***** Verilen metin

Gömülü kelimesini kullanırken ufak bir tereddüt yaşadım. Aslında Türk medyasında genellikle bir sunucunun Anadolu’nun bazı illerini köy köy dolaşıp oradaki “teyzeler” tarafından pişirilen çeşitli yemekleri yemesiyle bize yöresel yemeklerin aktarılması konseptini içeren pek çok program yapıldı. Hem bu tipteki programların fazlalığı hem de çoğumuzun kendi anneanne/babaanne yemeklerinin ne denli lezzetli olduğunun bilincinde olması bu hazinenin pek de gömülü olmayabileceği düşüncesini dayatsa da değinmek istediğim konunun lezzetli yemekler yapan “teyzeler”den daha fazlası olduğunu düşündüğümden bu başlığı atmak istedim.

Ev yemekleri ülkemiz adına son derece önemli bir yer tutuyor ve yıllardan beri Anadolu’da genç bir kadının belirli bir yaşa ulaşana kadar belirli mutfak ve ev işi becerileri elde etmesinin ileriki aile yaşantısı adına bir gereklilik olarak görülmesi pek çok kadının küçük yaşlarda yemek yapmayı öğrenmeye başlamasına sebebiyet vermekte. Dolayısıyla geleneksel aile yapısı içerisinde yetişen (bu yapıdaki ailelerde ev işlerinin ve çocuk bakımının çoğunlukla kadın tarafından üstlenildiği düşünüldüğünde) bir kadının torunlarına yemek yaptığı yaşlara gelinceye kadar mutfak alanında ne denli bir tecrübe edindiği dikkate değer bir gerçektir. Hele ki 2022 TÜİK verilerine göre evde yemek yapma sorumluluğunun %85,4 oranında kadınlar tarafından üstlendiği*  düşünüldüğünde pek çok sene, bahsi geçen Türk kadınlarının yemek yapma deneyimine katkı sağlamakta. Bu geleneksel mutfak eğitimi alaylı ve sınırlı bir biçimde kişilerden aktarıma dayanan bir eğitim olsa da Türk mutfağının farklı alanlara yayılan çeşitliliği ve yoğun beceri gerektiren yöresel yemeklerinin fazlalığı düşünüldüğünde Türk kadınlarındaki bu birikimin büyük bir potansiyel içerdiğinin altını çizmek isterim.

**********

İstenenler:
(1) Verilen metne göre 2022 TÜİK verilerinde evde yemek yapma sorumluluğunun yüzde kaçını kadınlar üstleniyor?
(2) Ev yemekleri üzerine olan verilen metni kaldığı yerden sürdürün.
Bundan sonraki malzeme başka bir kaynaktan alınmıştır.

***** Verilen malzeme

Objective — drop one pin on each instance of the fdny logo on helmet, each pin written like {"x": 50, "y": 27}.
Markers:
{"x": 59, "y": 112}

**********

Alıştırma sonuçları:
(1) %85,4'ünü.

(2)
Bu bahsi geçen aktarıma dayalı eğitim ve senelerin kazandırdığı tecrübenin yanı sıra son 30 yılda sayıca son derece fazlalaşan yemek tarifi verilen programlar ve “Lezzet”, “Sofra” gibi çeşitli yemek dergilerinin de bu potansiyelin sınırlarını genişlettiğini söyleyebiliriz. Küçüklüğümden bu yana anneannem de özellikle bu dergileri düzenli olarak alır ve beğendiği ve ilginç bulduğu tariflerden oluşan gazete ve dergi kupürlerini biriktirirdi. Zaman zaman yaptığı yemeklerde de bu arşivinden öğrendiği bir bileşeni veya tekniği kullandığında yemek üzerindeki etkisini bize heyecanla anlatır, bu yeniliklerle kendi becerisini ve birikimini daha da ileri bir noktaya taşıdığını gözler önüne sererdi.

Fotoğraf: Pinterest

Günümüzde ise çağın değişiklikleri çerçevesinde bu gelişim daha da süratle devam ediyor. Yine bu yazıdaki çıkış noktam olan kendi anneannemi göz önünde bulundurduğumda internetteki çeşitli yemek tarifi siteleri, Instagram ve YouTube gibi mecralardaki yemek içerikleri de kadınların kendilerini bu alanda geliştirmesine katkı sağlamanın yanı sıra, sosyal medyanın “paylaşma ve başkalarına gösterebilme” eklentisiyle de bu kadınların yıllardan beri zaruri olarak nitelendirilen bu görevi hobileştirmesine olanak tanıyor (ya da hobi olarak görebilme ihtiyacı veya isteğinden ötürü hobileştirmesinden) ve bahsi geçen birikim adına da büyük fayda sağlıyor.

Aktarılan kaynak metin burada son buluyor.